- Input -

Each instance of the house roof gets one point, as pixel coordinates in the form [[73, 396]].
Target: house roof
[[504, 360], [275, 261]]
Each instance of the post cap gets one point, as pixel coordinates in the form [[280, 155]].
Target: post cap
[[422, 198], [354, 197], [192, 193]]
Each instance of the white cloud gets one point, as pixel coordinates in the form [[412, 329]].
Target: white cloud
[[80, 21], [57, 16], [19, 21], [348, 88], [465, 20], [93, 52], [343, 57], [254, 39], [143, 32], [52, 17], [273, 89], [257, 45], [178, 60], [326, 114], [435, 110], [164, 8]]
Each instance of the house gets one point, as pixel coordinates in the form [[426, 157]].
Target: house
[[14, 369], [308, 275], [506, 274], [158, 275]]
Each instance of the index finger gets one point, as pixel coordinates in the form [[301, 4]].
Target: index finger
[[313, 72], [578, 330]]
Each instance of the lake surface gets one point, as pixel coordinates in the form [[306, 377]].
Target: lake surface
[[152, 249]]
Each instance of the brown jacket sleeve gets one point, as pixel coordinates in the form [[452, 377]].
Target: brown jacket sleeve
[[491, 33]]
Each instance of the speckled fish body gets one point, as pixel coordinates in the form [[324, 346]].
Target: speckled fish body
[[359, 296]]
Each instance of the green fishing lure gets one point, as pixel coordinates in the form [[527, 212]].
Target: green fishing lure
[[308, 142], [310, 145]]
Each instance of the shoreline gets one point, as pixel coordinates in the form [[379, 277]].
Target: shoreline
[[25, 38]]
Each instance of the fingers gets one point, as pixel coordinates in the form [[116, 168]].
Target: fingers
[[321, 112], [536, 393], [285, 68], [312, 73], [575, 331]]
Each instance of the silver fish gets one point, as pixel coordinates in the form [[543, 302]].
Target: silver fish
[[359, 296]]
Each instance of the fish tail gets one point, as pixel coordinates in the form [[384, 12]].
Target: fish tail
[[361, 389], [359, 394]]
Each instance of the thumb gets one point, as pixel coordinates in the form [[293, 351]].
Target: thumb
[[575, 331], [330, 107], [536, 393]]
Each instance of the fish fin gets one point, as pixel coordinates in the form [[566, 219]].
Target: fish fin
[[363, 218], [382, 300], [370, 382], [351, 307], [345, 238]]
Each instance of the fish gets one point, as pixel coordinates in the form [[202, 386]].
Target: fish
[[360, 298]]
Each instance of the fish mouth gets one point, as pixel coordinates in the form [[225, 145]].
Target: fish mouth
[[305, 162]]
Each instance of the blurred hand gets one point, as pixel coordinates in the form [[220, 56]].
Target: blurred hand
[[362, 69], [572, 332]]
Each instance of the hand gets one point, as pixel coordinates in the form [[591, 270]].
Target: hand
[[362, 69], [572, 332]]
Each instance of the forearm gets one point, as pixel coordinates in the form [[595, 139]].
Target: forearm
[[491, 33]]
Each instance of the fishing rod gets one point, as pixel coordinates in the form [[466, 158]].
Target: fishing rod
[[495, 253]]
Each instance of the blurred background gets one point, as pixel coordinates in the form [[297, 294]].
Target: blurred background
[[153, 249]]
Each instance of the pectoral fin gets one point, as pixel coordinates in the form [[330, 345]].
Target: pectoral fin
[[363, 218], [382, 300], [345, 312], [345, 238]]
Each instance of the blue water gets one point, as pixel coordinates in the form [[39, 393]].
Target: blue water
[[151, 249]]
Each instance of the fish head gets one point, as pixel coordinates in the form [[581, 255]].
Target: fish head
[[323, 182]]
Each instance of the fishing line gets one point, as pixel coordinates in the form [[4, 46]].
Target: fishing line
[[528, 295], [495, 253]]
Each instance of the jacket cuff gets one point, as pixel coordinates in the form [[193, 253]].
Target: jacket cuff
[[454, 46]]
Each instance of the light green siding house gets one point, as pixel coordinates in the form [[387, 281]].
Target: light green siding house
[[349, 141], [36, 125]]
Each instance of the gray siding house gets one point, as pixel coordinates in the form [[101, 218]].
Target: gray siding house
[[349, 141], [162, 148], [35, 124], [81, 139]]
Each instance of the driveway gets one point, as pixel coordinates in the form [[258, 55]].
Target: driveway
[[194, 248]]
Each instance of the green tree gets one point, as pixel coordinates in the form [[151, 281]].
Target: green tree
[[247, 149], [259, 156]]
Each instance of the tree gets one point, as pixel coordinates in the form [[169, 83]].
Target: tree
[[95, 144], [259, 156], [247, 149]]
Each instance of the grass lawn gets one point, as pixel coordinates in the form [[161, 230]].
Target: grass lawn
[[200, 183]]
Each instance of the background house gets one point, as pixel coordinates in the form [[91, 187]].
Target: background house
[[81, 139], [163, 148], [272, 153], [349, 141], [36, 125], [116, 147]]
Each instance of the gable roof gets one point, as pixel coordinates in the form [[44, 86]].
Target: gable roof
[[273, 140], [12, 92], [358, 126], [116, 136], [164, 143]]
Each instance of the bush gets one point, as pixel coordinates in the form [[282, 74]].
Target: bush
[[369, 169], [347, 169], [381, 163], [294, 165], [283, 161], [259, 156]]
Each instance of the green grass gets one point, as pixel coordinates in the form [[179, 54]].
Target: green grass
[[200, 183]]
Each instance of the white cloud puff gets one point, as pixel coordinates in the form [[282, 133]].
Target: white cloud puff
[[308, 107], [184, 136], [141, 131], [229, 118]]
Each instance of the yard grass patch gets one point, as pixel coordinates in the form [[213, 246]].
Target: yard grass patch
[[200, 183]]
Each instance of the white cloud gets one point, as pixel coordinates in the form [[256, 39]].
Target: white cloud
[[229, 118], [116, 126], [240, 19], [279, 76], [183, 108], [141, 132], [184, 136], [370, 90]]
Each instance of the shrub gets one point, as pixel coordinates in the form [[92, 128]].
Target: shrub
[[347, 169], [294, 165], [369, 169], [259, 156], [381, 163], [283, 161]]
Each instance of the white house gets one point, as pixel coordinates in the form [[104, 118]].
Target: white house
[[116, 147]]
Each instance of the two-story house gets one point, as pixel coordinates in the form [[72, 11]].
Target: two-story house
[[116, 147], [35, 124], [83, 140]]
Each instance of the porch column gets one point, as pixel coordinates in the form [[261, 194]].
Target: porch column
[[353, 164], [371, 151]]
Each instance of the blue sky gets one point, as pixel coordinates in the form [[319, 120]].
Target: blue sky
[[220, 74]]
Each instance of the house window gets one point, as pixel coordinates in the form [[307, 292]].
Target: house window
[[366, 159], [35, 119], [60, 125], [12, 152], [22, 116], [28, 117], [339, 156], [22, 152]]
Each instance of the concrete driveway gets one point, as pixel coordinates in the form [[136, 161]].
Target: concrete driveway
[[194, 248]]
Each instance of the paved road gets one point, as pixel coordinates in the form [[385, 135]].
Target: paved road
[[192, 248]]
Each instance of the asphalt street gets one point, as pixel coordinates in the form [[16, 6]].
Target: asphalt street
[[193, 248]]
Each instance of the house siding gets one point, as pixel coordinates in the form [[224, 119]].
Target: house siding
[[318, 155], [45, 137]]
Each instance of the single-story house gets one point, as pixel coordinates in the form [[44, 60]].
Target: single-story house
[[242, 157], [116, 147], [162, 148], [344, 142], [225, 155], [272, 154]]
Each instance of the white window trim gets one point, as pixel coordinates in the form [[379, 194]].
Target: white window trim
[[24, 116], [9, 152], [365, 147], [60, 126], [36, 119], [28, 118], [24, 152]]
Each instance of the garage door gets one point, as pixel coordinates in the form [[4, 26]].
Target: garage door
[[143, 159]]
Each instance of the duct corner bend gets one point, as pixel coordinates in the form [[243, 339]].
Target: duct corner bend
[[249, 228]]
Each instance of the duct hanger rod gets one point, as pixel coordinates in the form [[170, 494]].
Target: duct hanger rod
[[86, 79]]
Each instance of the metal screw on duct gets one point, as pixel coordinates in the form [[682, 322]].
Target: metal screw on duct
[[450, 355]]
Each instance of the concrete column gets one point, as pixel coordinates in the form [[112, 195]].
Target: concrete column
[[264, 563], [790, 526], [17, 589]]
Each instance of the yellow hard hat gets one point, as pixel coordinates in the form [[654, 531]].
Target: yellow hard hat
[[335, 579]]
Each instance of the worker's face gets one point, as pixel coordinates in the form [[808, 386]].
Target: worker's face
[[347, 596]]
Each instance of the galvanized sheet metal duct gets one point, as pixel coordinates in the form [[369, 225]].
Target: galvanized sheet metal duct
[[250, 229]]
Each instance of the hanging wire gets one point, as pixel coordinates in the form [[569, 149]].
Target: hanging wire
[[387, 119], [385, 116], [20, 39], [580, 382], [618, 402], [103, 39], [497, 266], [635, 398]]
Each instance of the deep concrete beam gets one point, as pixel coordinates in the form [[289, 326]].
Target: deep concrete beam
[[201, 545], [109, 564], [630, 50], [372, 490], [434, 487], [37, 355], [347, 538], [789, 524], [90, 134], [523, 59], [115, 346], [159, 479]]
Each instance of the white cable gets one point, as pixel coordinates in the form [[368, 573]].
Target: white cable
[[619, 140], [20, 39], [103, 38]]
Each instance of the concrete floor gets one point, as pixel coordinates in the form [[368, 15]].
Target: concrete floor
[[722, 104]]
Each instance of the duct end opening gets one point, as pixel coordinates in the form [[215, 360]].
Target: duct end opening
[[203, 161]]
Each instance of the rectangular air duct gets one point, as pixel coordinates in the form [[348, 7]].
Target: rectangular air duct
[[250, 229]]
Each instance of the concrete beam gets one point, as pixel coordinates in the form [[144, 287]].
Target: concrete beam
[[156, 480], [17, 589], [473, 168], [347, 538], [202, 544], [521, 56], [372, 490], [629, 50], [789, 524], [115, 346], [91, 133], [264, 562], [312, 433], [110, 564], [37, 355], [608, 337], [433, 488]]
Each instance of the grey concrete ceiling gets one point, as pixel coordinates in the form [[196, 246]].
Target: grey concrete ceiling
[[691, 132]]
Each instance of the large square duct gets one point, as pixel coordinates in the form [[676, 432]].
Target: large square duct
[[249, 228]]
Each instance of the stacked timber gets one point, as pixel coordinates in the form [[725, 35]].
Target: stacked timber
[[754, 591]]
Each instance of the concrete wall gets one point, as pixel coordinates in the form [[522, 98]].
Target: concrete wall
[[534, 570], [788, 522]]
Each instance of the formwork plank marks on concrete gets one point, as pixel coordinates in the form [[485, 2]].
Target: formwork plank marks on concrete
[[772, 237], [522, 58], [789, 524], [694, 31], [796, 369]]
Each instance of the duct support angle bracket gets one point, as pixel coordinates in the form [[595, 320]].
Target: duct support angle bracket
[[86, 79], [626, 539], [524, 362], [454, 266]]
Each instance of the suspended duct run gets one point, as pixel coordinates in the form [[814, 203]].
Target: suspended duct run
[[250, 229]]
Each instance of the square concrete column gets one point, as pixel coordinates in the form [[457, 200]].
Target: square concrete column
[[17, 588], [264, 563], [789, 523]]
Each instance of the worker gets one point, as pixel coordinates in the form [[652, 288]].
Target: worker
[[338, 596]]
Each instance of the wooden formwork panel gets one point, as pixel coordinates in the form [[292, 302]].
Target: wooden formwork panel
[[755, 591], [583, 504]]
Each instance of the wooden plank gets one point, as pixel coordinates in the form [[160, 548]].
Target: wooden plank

- Exercise objective -
With the line that contains "Each instance of the concrete wall" as the start, output every line through the end of the entries exactly. Add no other lines.

- Written answer -
Each instance of the concrete wall gets one point, as pixel coordinates in the form [[522, 98]].
Target: concrete wall
[[534, 570], [788, 522]]
Each instance of the formwork plank marks on concrete gets one point, as pixel coordinates in the form [[485, 2]].
Target: formwork plank marks on concrete
[[772, 237], [522, 58], [789, 524], [694, 31], [796, 369]]
Each instance of the duct support angle bracket gets one point, as pixel coordinates in the form [[595, 320]].
Target: duct support angle bracket
[[86, 79], [626, 539], [524, 362], [454, 266]]
Each instance of the suspended duct run gets one point, as pixel coordinates in the form [[814, 203]].
Target: suspended duct run
[[250, 229]]
Each instance of the square concrete column gets one point, as pixel coordinates in the form [[457, 200]].
Target: square concrete column
[[17, 588], [264, 563], [789, 523]]
Each instance of the worker gets one point, as pixel coordinates in the form [[652, 288]].
Target: worker
[[338, 596]]
Each instance of the wooden formwork panel gets one point, as pixel coordinates in the form [[292, 302]].
Target: wooden formwork panel
[[755, 591], [583, 504]]
Each instance of the wooden plank gets one point, as pixel coordinates in the form [[160, 548]].
Target: wooden plank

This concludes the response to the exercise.